§ **TEXTO APRESENTADO**:
As
cores do arco-íris
Cícero
Belmar*
Se você quiser que todo mundo veja
uma coisa, esconda-a. Um aventureiro curioso vai procurá-la até achá-la. O
contrário também é verdadeiro. Quer escondê-la? Deixe-a bem à vista de todos,
ninguém dará a mínima. Essa contradição se ajusta com perfeição à Copa do Mundo
2022. O Catar, país-sede do campeonato, quis esconder a causa LGBTQIA+ e até o
início da competição parecia ter conseguido o intento. Até que os jogos
começaram.
Foram várias pressões. Desde
sexta-feira passada, os torcedores já podem exibir bandeiras do arco-íris nos
estádios. As autoridades locais relaxaram as regras e permitiram que os
visitantes internacionais expressem, nas arquibancadas, o apoio à comunidade
LGBTQIA+. Os policiais e seguranças receberam a última forma e estão
“pianinhos” (delicados), como se diz no Recife.
Sinal dos tempos, as organizações que
trabalham com a causa não precisaram mexer um dedo para acabar com a rigidez
dos princípios. Foram os próprios times, e os turistas, que colocaram a questão
em campo. A Dinamarca, por exemplo, ameaçou se desfiliar da Fifa porque foi
obrigada a retirar a braçadeira LGBTQIA+ dos seus jogadores. Antes, para se ter
uma ideia, uma bandeira de Pernambuco foi arrancada das mãos de uns turistas
porque os policiais acharam que era o símbolo da diversidade sexual. Pegou mal.
Parece uma digressão, e de fato é,
mas é preciso que se diga: não existe um único habitante de Pernambuco que não
tenha a certeza absoluta de que tudo no estado é especial, lindo e grandioso.

§ **REGISTROS FORNECIDOS**:
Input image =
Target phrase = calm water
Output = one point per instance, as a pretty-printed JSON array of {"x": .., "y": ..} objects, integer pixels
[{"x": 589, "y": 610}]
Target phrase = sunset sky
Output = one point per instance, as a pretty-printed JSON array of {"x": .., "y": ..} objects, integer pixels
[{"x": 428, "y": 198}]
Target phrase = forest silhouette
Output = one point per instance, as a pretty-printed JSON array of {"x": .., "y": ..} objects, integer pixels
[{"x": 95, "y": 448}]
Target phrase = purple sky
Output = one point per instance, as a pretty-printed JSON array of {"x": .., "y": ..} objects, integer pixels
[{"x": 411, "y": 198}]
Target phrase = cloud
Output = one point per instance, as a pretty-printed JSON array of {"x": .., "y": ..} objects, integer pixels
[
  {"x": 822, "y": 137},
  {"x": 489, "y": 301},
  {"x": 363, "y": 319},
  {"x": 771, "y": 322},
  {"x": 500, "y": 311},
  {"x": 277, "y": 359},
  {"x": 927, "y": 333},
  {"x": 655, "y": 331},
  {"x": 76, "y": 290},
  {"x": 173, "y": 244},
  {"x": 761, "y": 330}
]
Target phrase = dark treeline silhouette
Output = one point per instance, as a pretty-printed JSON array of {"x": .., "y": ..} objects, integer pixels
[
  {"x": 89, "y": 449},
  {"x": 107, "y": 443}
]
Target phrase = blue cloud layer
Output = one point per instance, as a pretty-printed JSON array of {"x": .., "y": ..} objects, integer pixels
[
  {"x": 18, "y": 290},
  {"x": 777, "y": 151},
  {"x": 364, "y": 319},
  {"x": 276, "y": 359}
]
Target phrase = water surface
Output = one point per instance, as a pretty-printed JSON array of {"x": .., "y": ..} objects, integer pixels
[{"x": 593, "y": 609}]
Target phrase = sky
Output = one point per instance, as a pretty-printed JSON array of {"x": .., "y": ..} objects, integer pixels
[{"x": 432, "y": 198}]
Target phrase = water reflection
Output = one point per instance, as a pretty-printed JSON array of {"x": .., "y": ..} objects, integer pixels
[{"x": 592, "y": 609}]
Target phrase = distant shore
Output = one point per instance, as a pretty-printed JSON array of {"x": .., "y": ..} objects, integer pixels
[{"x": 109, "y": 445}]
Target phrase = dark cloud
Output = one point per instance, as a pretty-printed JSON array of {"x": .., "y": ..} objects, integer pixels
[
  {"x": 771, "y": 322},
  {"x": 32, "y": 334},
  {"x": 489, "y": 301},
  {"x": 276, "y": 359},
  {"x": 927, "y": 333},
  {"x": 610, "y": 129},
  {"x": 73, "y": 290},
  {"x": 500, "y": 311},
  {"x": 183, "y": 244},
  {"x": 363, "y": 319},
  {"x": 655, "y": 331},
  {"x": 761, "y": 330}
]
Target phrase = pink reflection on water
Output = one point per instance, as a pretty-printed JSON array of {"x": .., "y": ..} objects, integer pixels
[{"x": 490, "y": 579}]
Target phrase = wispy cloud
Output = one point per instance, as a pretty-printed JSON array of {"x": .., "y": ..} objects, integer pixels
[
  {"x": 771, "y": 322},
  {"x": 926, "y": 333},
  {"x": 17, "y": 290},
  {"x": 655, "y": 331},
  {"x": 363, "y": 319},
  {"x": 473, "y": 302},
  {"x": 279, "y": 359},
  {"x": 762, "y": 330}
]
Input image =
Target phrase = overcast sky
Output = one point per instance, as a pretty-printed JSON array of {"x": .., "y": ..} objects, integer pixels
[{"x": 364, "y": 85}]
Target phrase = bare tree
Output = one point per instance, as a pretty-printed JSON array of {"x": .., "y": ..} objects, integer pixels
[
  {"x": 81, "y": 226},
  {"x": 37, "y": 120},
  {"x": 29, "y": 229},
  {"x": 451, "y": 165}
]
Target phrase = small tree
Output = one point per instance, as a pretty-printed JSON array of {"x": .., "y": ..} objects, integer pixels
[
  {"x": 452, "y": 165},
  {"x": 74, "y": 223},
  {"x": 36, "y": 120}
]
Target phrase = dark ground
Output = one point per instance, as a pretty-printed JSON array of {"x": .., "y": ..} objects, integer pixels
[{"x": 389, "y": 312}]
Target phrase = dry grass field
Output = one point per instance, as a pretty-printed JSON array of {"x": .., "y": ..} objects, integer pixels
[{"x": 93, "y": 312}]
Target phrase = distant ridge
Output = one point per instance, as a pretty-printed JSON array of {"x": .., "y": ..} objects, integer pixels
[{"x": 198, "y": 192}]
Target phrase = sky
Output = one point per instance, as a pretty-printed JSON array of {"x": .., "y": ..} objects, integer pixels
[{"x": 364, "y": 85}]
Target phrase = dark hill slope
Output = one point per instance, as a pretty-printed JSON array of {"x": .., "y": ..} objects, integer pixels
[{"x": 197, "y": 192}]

§ **EXERCÍCIO A**:
Indique se cada afirmação a seguir está de acordo com o texto. Responda sim ou não e transcreva, sem alterações, as palavras do texto que decidem a questão.
(i) Desde a sexta-feira passada, os torcedores podem exibir bandeiras do arco-íris nos estádios.
(ii) As organizações que trabalham com a causa LGBTQIA+ se esforçaram muito para acabar com a rigidez das regras.
(iii) A Dinamarca ameaçou se desfiliar da Fifa.
§ **EXERCÍCIO B**: Reproduza do texto tudo o que vai de “Sinal dos tempos, as” até “lindo e grandioso.”.

§ **RESOLUÇÃO ESCRITA A**:
(i) Sim: “Desde sexta-feira passada, os torcedores já podem exibir bandeiras do arco-íris nos estádios.”
(ii) Não: “as organizações que trabalham com a causa não precisaram mexer um dedo para acabar com a rigidez dos princípios.”
(iii) Sim: “A Dinamarca, por exemplo, ameaçou se desfiliar da Fifa porque foi obrigada a retirar a braçadeira LGBTQIA+ dos seus jogadores.”

§ **RESOLUÇÃO ESCRITA B**:
Sinal dos tempos, as organizações que
trabalham com a causa não precisaram mexer um dedo para acabar com a rigidez
dos princípios. Foram os próprios times, e os turistas, que colocaram a questão
em campo. A Dinamarca, por exemplo, ameaçou se desfiliar da Fifa porque foi
obrigada a retirar a braçadeira LGBTQIA+ dos seus jogadores. Antes, para se ter
uma ideia, uma bandeira de Pernambuco foi arrancada das mãos de uns turistas
porque os policiais acharam que era o símbolo da diversidade sexual. Pegou mal.
Parece uma digressão, e de fato é,
mas é preciso que se diga: não existe um único habitante de Pernambuco que não
tenha a certeza absoluta de que tudo no estado é especial, lindo e grandioso.